_Exercise directions:_ Whenever a line below includes "pool", add it to the tally, then give the total and nothing more.

======== Records

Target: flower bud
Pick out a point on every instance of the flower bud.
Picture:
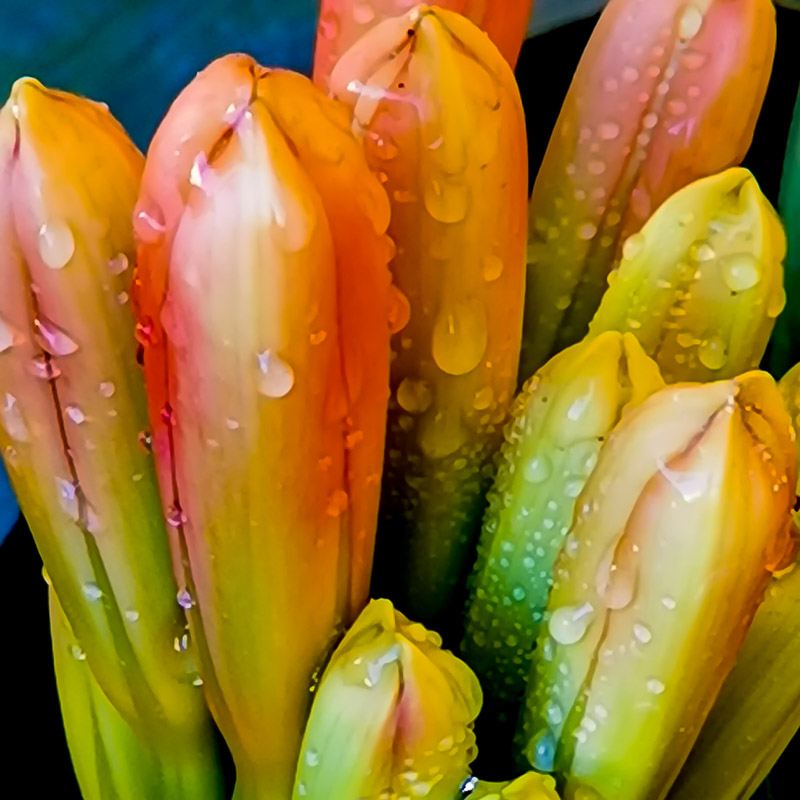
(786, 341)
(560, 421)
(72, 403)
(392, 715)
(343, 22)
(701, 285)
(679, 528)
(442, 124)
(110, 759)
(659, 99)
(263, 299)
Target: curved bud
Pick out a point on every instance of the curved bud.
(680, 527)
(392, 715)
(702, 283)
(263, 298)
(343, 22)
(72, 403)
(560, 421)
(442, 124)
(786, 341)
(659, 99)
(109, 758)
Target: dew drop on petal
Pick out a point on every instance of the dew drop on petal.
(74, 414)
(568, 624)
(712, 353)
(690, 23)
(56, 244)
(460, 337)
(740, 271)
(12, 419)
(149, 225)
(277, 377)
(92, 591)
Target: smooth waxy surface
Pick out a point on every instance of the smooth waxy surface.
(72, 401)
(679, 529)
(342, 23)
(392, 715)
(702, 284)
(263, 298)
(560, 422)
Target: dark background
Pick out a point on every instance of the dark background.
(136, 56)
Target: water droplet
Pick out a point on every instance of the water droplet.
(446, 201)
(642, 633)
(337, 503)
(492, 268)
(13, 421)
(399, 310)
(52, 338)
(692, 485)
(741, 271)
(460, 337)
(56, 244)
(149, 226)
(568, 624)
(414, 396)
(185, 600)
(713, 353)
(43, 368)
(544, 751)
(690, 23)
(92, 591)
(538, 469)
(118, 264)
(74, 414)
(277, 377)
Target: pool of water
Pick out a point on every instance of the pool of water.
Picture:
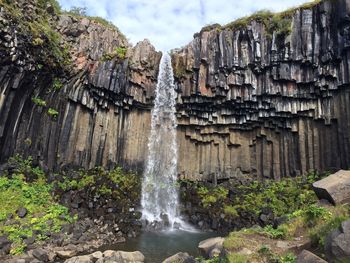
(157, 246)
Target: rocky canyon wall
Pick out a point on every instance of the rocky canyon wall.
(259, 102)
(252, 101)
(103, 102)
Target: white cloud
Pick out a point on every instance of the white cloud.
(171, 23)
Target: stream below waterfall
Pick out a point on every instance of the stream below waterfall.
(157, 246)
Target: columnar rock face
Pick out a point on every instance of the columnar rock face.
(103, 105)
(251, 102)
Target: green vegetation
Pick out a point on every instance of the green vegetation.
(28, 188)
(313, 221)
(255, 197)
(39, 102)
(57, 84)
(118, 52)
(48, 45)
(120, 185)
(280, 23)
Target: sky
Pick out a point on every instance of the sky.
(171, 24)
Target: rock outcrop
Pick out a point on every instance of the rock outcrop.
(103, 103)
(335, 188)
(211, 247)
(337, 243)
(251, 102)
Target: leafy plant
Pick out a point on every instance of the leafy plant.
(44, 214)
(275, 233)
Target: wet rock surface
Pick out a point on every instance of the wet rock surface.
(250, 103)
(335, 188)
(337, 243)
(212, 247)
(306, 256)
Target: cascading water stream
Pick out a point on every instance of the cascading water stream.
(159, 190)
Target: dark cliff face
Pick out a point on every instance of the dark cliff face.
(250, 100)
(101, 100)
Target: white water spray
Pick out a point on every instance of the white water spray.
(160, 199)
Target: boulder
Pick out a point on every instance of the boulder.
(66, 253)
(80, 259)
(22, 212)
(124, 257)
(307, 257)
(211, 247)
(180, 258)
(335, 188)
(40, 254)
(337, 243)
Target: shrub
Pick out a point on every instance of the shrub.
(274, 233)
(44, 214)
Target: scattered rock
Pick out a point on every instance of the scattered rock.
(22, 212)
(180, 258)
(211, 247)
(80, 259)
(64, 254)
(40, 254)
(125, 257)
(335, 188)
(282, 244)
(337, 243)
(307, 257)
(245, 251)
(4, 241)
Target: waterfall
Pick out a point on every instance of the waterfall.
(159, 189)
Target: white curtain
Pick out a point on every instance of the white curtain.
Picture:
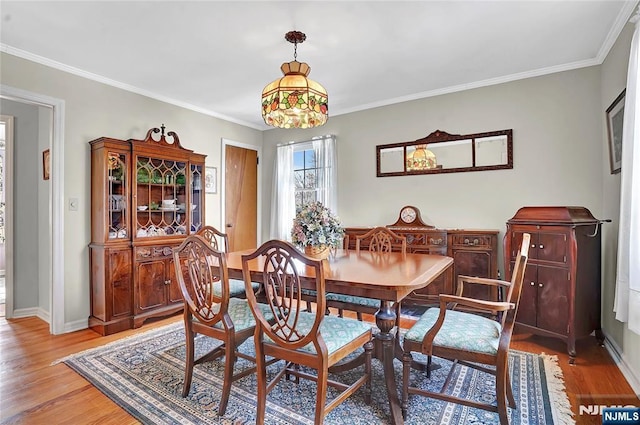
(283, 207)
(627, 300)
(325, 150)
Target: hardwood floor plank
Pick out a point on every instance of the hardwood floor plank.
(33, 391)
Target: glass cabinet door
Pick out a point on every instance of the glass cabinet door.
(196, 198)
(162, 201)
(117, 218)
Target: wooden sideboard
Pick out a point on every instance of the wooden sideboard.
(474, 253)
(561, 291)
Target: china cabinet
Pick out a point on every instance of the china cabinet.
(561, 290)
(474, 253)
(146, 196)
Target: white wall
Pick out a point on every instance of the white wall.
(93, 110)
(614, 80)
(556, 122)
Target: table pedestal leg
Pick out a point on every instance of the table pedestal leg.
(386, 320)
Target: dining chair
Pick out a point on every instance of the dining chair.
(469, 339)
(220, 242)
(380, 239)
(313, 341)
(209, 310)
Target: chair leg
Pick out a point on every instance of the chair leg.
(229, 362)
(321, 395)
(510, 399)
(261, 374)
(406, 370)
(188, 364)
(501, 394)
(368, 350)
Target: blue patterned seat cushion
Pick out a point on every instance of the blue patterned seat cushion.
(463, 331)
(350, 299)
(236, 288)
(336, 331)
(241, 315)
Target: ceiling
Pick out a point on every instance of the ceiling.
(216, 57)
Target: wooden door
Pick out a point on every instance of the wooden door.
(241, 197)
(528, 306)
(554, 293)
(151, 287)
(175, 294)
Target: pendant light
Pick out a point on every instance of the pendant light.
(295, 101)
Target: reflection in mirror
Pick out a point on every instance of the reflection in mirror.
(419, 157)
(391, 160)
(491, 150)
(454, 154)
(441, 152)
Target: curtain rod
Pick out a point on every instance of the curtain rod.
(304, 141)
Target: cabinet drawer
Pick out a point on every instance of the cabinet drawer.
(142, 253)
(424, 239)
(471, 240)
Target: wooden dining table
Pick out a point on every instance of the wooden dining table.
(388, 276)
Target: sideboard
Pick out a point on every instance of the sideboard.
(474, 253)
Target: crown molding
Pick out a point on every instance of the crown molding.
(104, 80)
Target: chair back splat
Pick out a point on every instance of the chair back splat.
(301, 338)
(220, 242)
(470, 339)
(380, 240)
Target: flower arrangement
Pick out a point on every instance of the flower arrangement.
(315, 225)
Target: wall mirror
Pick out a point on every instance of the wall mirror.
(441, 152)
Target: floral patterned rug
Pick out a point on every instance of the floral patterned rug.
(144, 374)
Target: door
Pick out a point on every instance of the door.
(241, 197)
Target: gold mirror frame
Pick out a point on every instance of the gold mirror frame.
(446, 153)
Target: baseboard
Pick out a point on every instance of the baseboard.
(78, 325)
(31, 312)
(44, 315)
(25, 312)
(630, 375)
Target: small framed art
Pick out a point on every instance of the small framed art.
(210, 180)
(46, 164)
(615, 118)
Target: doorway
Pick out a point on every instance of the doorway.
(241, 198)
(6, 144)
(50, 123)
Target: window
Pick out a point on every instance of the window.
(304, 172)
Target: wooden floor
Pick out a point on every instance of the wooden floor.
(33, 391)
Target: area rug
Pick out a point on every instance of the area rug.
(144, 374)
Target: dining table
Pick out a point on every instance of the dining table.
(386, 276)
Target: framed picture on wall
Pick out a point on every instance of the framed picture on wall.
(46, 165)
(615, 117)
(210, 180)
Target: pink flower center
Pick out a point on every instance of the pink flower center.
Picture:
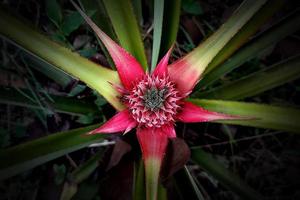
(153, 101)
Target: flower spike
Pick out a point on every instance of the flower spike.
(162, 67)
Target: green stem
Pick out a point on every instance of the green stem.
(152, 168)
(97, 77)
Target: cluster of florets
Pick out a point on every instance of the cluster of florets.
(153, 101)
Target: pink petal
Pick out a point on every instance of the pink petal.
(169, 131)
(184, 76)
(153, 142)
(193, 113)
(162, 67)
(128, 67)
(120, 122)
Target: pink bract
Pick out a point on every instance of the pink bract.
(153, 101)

================

_Response:_ 2